Secret letters reveal Nazi death camp horrors

The letters will now undergo preservation work at the Martyr Museum in Lublin, Poland.

Messages written in urine reveal secrets of Nazi concentration camp (credit: REUTERS)
Some 27 secret letters written in urine from the women's concentration camp in Ravensbruck with information about medical experiments conducted on prisoners have been gifted to a small museum in Poland where they will undergo preservation work.
The collection of the letters, gifted to the "Under the Clock" Martyr Museum in Lublin, in eastern Poland, came from the family of one of its authors, Krystyna Czyz-Wilgat.
Texts were written using a thin linden stick. As a result of an acid reaction with the paper, urine lost its color after a short time and then became invisible.
"The next letters were read properly, how? The letters were ironed and the writing turned brown," explained Barbara Oratowska, the curator of the museum.
In order to read out the encrypted message it was necessary to heat up the letter. In the first letter that was sent there was a clue that the next letters will be written with urine.
● ● ● ● ● ● ●
Work order 1
Answer these questions from the article on the secret letters:
(a) How many letters were gifted to the museum?
(b) What tool were the texts written with?
(c) Who is the curator of the museum?
Work order 2
Please copy the part of the article on the secret letters that opens with the words containing "Messages written in" and closes with "authors, Krystyna Czyz-Wilgat.".
The items that come next have nothing to do with the article on the secret letters.

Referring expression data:
● ● ● ● ● ● ●
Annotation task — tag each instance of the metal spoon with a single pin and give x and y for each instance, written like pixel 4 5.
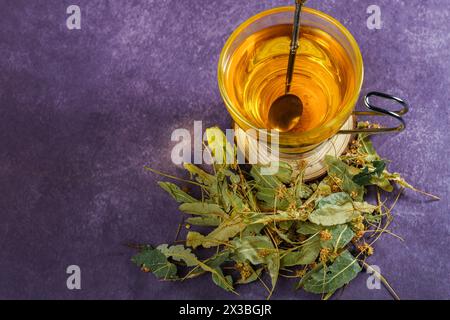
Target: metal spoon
pixel 286 111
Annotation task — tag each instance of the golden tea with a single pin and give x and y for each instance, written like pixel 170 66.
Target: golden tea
pixel 323 75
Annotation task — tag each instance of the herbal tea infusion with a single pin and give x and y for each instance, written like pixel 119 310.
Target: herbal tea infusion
pixel 327 77
pixel 323 75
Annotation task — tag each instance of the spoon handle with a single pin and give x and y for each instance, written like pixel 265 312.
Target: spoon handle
pixel 294 44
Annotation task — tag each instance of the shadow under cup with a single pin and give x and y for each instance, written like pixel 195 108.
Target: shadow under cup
pixel 328 76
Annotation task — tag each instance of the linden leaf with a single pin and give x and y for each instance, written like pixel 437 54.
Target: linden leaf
pixel 204 221
pixel 308 228
pixel 201 208
pixel 328 279
pixel 258 250
pixel 179 253
pixel 307 254
pixel 194 239
pixel 342 173
pixel 156 262
pixel 333 210
pixel 341 235
pixel 221 150
pixel 365 177
pixel 176 193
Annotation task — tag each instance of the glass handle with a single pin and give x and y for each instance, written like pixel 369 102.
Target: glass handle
pixel 375 111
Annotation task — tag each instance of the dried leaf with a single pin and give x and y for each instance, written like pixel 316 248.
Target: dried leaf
pixel 328 279
pixel 307 254
pixel 341 235
pixel 334 210
pixel 258 250
pixel 206 221
pixel 176 193
pixel 341 172
pixel 201 208
pixel 155 261
pixel 179 253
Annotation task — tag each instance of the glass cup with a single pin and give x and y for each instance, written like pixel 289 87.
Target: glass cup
pixel 291 143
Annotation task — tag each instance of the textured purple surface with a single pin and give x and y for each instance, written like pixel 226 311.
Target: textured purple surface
pixel 81 112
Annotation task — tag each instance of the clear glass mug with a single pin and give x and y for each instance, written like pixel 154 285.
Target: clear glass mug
pixel 292 143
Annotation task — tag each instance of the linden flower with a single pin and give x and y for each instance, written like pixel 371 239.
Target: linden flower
pixel 325 235
pixel 263 253
pixel 354 194
pixel 366 249
pixel 281 191
pixel 324 254
pixel 145 269
pixel 245 270
pixel 358 236
pixel 335 188
pixel 300 273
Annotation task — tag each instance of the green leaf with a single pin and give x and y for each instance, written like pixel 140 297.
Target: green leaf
pixel 200 175
pixel 328 279
pixel 284 173
pixel 157 263
pixel 308 228
pixel 280 216
pixel 341 235
pixel 364 178
pixel 302 191
pixel 224 282
pixel 307 254
pixel 253 277
pixel 258 250
pixel 263 181
pixel 222 151
pixel 194 239
pixel 230 199
pixel 382 182
pixel 204 221
pixel 334 210
pixel 179 253
pixel 201 208
pixel 176 193
pixel 224 232
pixel 364 207
pixel 338 169
pixel 338 199
pixel 268 197
pixel 366 148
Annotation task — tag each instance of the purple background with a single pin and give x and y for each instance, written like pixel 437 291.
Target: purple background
pixel 82 112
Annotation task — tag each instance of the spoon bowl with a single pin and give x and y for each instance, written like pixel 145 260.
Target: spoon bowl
pixel 285 113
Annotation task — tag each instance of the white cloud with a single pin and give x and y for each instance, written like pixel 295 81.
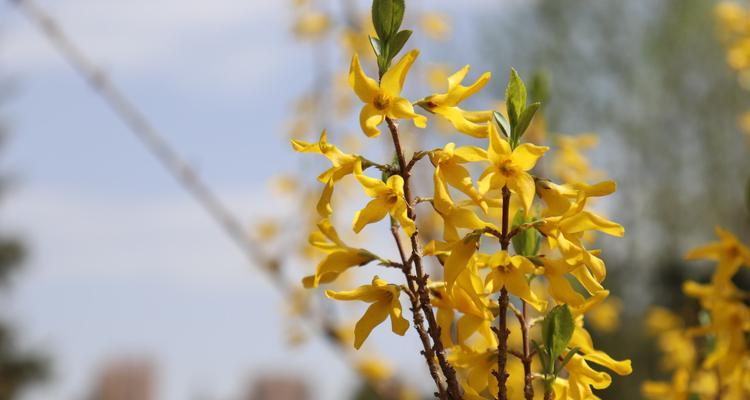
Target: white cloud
pixel 168 238
pixel 226 42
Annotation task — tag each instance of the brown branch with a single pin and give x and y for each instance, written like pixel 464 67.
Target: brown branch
pixel 454 392
pixel 528 387
pixel 502 331
pixel 427 351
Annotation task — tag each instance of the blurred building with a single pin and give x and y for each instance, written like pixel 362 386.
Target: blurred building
pixel 278 387
pixel 132 379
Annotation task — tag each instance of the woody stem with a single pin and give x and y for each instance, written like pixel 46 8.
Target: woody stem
pixel 453 390
pixel 502 331
pixel 428 353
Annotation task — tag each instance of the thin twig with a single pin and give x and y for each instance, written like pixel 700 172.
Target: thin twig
pixel 502 331
pixel 454 391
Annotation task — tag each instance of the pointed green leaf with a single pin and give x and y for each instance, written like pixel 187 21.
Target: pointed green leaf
pixel 375 43
pixel 387 16
pixel 502 123
pixel 397 43
pixel 525 120
pixel 557 329
pixel 539 91
pixel 526 242
pixel 515 97
pixel 542 353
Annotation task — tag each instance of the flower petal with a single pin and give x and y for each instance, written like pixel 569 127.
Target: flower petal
pixel 393 79
pixel 365 87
● ● ● ● ● ● ●
Written solution 1
(a) Some 27 letters.
(b) A thin linden stick.
(c) Barbara Oratowska.

Written solution 2
Messages written in urine reveal secrets of Nazi concentration camp (credit: REUTERS)
Some 27 secret letters written in urine from the women's concentration camp in Ravensbruck with information about medical experiments conducted on prisoners have been gifted to a small museum in Poland where they will undergo preservation work.
The collection of the letters, gifted to the "Under the Clock" Martyr Museum in Lublin, in eastern Poland, came from the family of one of its authors, Krystyna Czyz-Wilgat.